PROBLEM TO WORK ON: In the entries below, which lines run from the one containing "Query: red tractor" to the one containing "Locate the stadium seating;"? Copy exactly those lines, ends included, and no others.

EXCERPTED RECORDS:

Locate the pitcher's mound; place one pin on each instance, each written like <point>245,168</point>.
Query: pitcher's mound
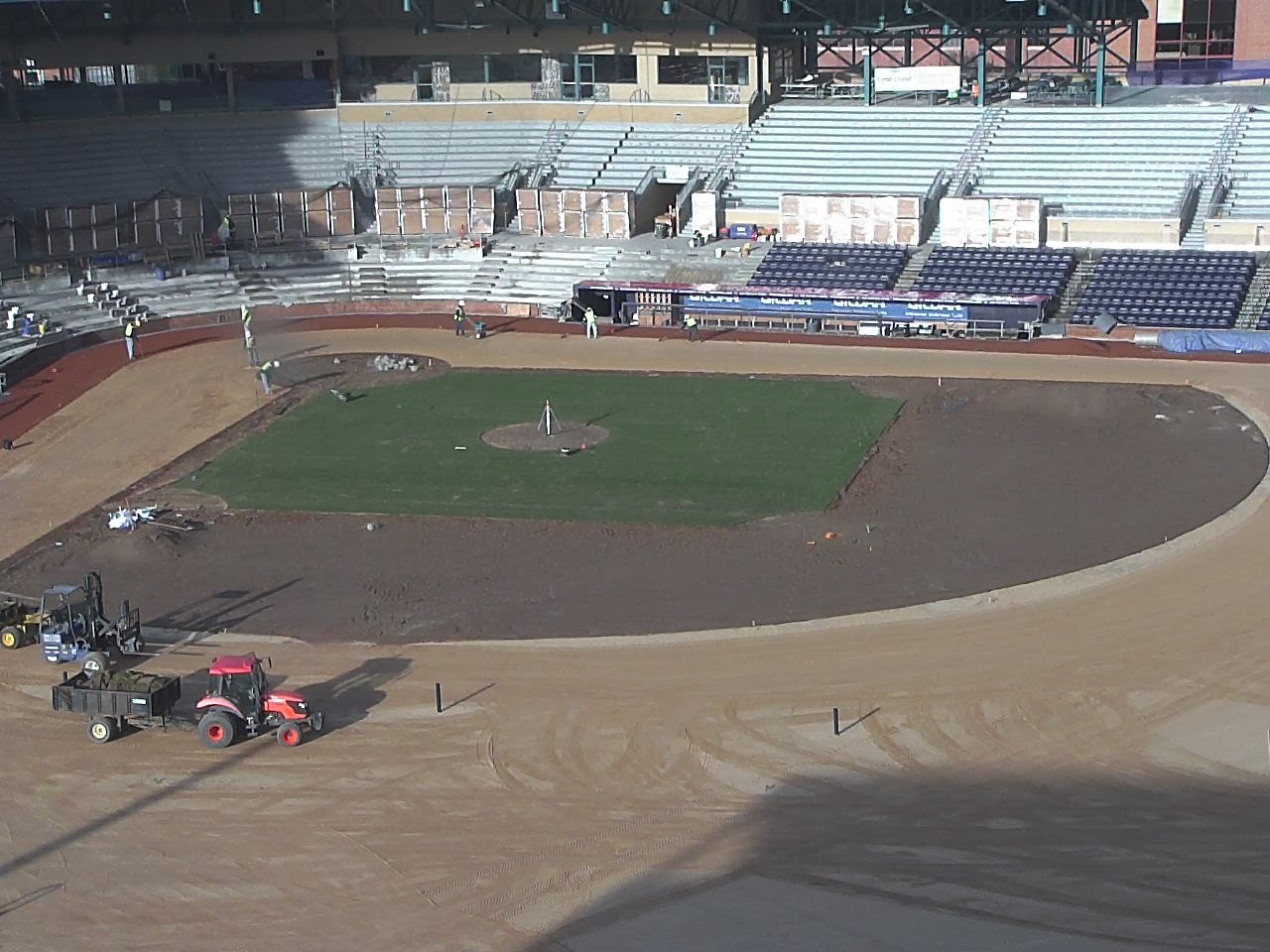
<point>526,435</point>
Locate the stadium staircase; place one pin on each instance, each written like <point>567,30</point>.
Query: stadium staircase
<point>1216,178</point>
<point>659,145</point>
<point>965,173</point>
<point>1254,307</point>
<point>913,267</point>
<point>587,153</point>
<point>1080,277</point>
<point>1248,169</point>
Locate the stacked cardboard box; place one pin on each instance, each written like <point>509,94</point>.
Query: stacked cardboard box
<point>85,229</point>
<point>860,220</point>
<point>991,222</point>
<point>440,209</point>
<point>294,214</point>
<point>574,212</point>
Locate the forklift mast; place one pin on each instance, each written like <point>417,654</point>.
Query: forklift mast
<point>93,587</point>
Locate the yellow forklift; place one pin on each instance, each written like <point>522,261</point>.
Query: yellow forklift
<point>19,624</point>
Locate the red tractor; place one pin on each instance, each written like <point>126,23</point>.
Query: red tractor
<point>239,702</point>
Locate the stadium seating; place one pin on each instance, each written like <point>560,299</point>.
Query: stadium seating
<point>820,149</point>
<point>461,154</point>
<point>997,271</point>
<point>1120,162</point>
<point>73,163</point>
<point>661,145</point>
<point>816,266</point>
<point>1167,289</point>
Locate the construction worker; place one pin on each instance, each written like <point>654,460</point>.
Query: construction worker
<point>266,370</point>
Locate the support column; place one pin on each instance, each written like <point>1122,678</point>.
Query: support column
<point>13,89</point>
<point>121,104</point>
<point>230,94</point>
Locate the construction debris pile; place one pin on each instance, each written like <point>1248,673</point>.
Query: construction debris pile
<point>393,362</point>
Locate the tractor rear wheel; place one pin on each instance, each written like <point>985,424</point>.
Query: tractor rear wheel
<point>217,730</point>
<point>102,730</point>
<point>290,735</point>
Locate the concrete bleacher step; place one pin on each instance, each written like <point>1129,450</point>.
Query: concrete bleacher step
<point>913,267</point>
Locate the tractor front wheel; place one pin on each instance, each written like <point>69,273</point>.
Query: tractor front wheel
<point>217,730</point>
<point>290,735</point>
<point>102,730</point>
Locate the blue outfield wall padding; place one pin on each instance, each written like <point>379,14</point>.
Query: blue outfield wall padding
<point>1191,341</point>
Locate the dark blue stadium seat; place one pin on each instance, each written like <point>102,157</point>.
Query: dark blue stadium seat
<point>1169,289</point>
<point>829,266</point>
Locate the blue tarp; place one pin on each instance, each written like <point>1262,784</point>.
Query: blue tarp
<point>1191,341</point>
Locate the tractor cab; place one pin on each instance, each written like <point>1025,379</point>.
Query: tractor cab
<point>239,679</point>
<point>239,697</point>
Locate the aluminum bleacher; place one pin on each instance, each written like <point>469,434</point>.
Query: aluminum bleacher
<point>997,271</point>
<point>460,154</point>
<point>658,145</point>
<point>1250,171</point>
<point>102,160</point>
<point>826,266</point>
<point>1118,162</point>
<point>585,153</point>
<point>1167,289</point>
<point>821,149</point>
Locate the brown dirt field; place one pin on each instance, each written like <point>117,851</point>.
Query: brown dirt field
<point>940,511</point>
<point>1076,765</point>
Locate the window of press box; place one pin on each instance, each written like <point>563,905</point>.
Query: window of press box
<point>495,68</point>
<point>702,70</point>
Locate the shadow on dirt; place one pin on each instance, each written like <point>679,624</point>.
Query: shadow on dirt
<point>349,697</point>
<point>221,611</point>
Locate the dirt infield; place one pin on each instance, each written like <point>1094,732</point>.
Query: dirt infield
<point>953,502</point>
<point>1074,767</point>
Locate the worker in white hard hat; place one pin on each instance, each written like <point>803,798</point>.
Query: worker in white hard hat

RESULT:
Query: red tractor
<point>239,702</point>
Locate the stadium seating; place one pin on each instance, each written like <point>560,299</point>.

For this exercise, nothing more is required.